The New York Times has accused GOP presidential candidate John McCain of having an affair, unethically helping an Arizona developer, distorting his rival’s healthcare plans and hiding financial and medical information from the public, and the McCain campaign has had enough.
After the Times published yet another critical editorial of McCain on Sunday, the campaign is hitting back. Mark Salter, who authored five books with McCain and serves as a strategist to his presidential campaign, said the editorial was “absurd” and “should the New York Times ever show it possesses half of John McCain's sense of civic responsibility, it might begin to repair its deservedly tarnished reputation.”
The Times received a torrent of negative news coverage after alleging McCain had an illicit, romantic relationship with lobbyist Vicki Iseman in a news story that relied heavily on unnamed sources last February. But subsequent anti-McCain articles, some written by the same reporters who penned the McCain-Iseman piece, haven’t been as widely panned.
On April 22, David D. Kirkpatrick and Jim Rutenberg reported McCain did favors for an Arizona-based wealthy real estate developer, Donald Diamond, who contributed heavily to his campaign. Kirkpatrick and Rutenberg were also lead reporters on the McCain-Iseman story.
Kirkpatrick and Rutenberg took issue with McCain’s willingness to write letters to the Department of Interior to request the government purchase land from Diamond in order to expand the Sanguaro National Monument and to speed the land sale of a closed Army base Diamond wished to purchase.

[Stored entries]

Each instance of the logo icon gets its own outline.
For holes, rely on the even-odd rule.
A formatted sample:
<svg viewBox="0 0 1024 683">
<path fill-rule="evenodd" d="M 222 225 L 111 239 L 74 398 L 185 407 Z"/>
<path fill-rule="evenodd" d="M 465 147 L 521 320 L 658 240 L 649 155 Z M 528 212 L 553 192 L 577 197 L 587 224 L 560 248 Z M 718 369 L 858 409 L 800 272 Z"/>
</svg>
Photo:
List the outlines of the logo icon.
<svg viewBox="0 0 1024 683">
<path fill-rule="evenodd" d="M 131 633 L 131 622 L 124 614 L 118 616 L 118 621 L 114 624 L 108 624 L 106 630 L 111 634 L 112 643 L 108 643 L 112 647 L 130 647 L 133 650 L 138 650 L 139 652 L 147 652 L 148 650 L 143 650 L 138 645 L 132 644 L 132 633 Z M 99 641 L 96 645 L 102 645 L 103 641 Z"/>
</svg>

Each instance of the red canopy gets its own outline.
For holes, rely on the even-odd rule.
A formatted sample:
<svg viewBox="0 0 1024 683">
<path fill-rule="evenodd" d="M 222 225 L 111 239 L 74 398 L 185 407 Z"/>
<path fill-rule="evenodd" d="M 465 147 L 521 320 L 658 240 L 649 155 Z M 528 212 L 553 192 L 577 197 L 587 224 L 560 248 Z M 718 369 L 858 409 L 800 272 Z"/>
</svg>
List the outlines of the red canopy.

COMPLETE THE FOLLOWING
[1] According to the McCain article, how many books did Mark Salter write with McCain?
[2] Rewrite everything in the McCain article from "Kirkpatrick and Rutenberg took" down to "wished to purchase.", changing "letters" to "memos".

TASK-BY-TASK ANSWERS
[1] Five.

[2]
Kirkpatrick and Rutenberg took issue with McCain’s willingness to write memos to the Department of Interior to request the government purchase land from Diamond in order to expand the Sanguaro National Monument and to speed the land sale of a closed Army base Diamond wished to purchase.